→ **Source data**:
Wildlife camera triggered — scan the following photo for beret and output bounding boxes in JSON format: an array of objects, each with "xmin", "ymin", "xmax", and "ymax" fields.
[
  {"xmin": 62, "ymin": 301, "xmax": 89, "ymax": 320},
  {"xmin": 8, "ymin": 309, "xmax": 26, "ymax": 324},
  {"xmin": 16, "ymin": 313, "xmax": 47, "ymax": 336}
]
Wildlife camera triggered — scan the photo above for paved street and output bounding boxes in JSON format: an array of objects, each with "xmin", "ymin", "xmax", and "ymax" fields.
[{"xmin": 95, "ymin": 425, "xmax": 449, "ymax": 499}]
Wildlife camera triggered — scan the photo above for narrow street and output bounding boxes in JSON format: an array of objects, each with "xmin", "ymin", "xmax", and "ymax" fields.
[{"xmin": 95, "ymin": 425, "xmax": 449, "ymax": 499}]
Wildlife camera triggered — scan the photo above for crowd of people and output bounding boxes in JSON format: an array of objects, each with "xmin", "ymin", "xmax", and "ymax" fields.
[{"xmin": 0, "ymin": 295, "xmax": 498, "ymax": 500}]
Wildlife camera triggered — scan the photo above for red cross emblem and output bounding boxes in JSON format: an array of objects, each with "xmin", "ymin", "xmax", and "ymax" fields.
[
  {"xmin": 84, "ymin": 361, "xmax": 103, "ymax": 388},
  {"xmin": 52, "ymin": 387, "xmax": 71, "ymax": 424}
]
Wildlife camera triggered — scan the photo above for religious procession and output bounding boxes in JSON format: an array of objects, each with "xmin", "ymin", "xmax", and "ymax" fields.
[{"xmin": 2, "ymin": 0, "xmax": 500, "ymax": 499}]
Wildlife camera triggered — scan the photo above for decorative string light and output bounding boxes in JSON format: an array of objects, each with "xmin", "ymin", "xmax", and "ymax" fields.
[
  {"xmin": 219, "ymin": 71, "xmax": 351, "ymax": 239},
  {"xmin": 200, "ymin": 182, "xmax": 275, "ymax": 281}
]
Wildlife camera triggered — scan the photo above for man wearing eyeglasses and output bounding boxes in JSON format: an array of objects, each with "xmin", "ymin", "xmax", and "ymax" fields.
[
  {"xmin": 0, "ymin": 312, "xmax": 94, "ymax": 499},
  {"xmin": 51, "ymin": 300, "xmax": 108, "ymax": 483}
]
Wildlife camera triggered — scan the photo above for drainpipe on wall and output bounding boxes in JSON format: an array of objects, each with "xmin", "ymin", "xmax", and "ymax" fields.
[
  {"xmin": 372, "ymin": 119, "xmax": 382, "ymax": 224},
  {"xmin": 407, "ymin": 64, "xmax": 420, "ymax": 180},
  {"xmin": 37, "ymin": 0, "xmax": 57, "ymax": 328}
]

→ **Assignment**: Quote the listing in full, please, keeping every line exact.

→ **Your solution**:
Wildlife camera triggered — scan the following photo for beret and output bounding boxes in JSON format: an array of objects, each with "xmin", "ymin", "xmax", and "ymax" fields.
[
  {"xmin": 62, "ymin": 301, "xmax": 89, "ymax": 320},
  {"xmin": 8, "ymin": 309, "xmax": 26, "ymax": 324},
  {"xmin": 16, "ymin": 313, "xmax": 47, "ymax": 336}
]
Wildlife camera triggered — scan the photo above for paved street and output bounding boxes in JSON format: an array of objects, each with "xmin", "ymin", "xmax", and "ymax" fields.
[{"xmin": 95, "ymin": 425, "xmax": 449, "ymax": 499}]
Wildlife camera triggered — scan the photo above for narrow street and output bounding boxes in JSON format: an array of objects, each with "xmin", "ymin", "xmax", and "ymax" fields.
[{"xmin": 95, "ymin": 425, "xmax": 449, "ymax": 499}]
Wildlife camera triggered — scan the photo above for crowd of people and output bounding boxes in JSON format: an array of objects, each with "xmin", "ymin", "xmax", and "ymax" fields.
[{"xmin": 0, "ymin": 295, "xmax": 498, "ymax": 500}]
Wildlife camera triggered — scan the photo above for red cross emblem and output bounding boxes in JSON format: an array of objects, each with "xmin", "ymin", "xmax", and "ymax" fields.
[
  {"xmin": 84, "ymin": 361, "xmax": 103, "ymax": 388},
  {"xmin": 52, "ymin": 387, "xmax": 71, "ymax": 424}
]
Wildlife camera triggered — scan the photo above for religious procession and output bounding boxes in JSON format: an array of objects, each with "xmin", "ymin", "xmax", and "ymax" fields.
[{"xmin": 2, "ymin": 0, "xmax": 500, "ymax": 499}]
Wildlife camera triggered — scan the photo above for decorative string light and output bounding boxes in JSON format: an array of objects, each with "xmin", "ymin", "xmax", and "ymax" fields.
[
  {"xmin": 219, "ymin": 71, "xmax": 351, "ymax": 239},
  {"xmin": 200, "ymin": 182, "xmax": 275, "ymax": 281}
]
Wildlife camera triggered — scan the photo above for man wearing eyeglasses and output bounding boxes in JSON format: an array of objects, each with "xmin", "ymin", "xmax", and "ymax" fields.
[
  {"xmin": 0, "ymin": 312, "xmax": 94, "ymax": 499},
  {"xmin": 51, "ymin": 300, "xmax": 108, "ymax": 483}
]
Wildlife camera triggered — scan the photo above for drainpipe on wall and output bounding boxes in JSON format: an array of objects, each with "xmin", "ymin", "xmax", and "ymax" fields.
[
  {"xmin": 372, "ymin": 119, "xmax": 382, "ymax": 224},
  {"xmin": 407, "ymin": 64, "xmax": 420, "ymax": 180},
  {"xmin": 37, "ymin": 0, "xmax": 57, "ymax": 328}
]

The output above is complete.